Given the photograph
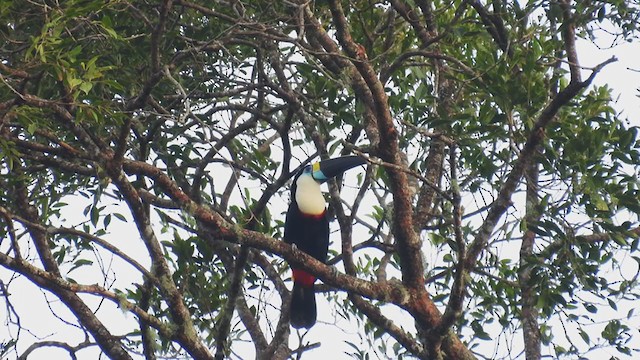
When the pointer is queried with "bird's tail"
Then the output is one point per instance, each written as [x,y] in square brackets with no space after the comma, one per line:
[303,306]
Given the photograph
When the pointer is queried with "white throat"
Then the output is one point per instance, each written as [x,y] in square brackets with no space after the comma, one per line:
[308,196]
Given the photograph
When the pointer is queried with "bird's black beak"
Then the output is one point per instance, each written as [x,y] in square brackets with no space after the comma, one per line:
[326,169]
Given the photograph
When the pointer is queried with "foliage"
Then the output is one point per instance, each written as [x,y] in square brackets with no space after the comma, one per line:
[147,149]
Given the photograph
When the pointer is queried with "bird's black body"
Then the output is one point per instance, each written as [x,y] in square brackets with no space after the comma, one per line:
[311,235]
[307,226]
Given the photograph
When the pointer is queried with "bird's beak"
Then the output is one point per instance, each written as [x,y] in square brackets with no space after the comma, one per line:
[326,169]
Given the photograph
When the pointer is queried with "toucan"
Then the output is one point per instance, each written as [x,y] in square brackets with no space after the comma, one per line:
[307,227]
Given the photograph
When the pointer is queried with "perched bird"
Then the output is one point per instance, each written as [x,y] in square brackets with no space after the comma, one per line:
[307,227]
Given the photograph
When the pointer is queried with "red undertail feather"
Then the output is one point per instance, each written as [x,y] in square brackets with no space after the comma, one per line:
[303,278]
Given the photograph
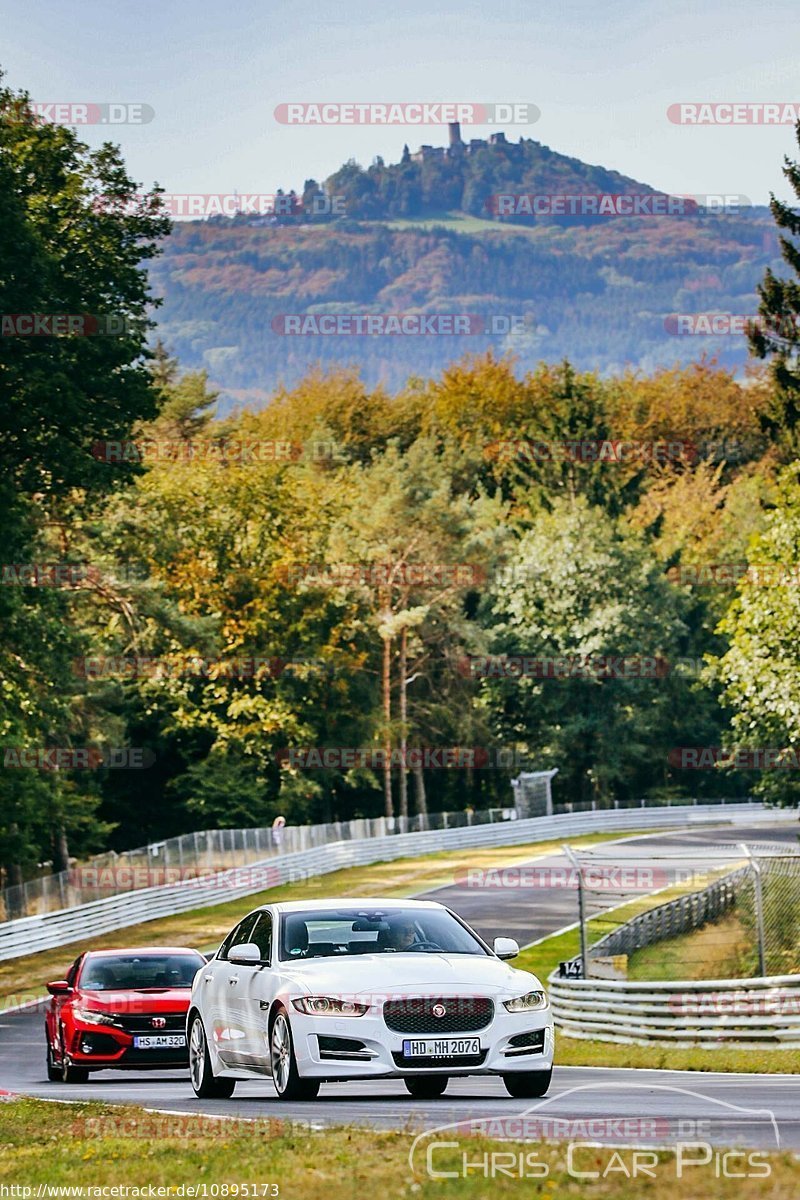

::::

**Given task**. Which of the lines above contain the string "bird"? Pick out each one and copy it in full.

**Solved exercise**.
When the pointer is queried with "bird's tail"
When the pointer is queried with "bird's black beak"
When the pointer is queried with "bird's black body"
When the pointer is queried with "bird's beak"
When the pointer is queried with "perched bird"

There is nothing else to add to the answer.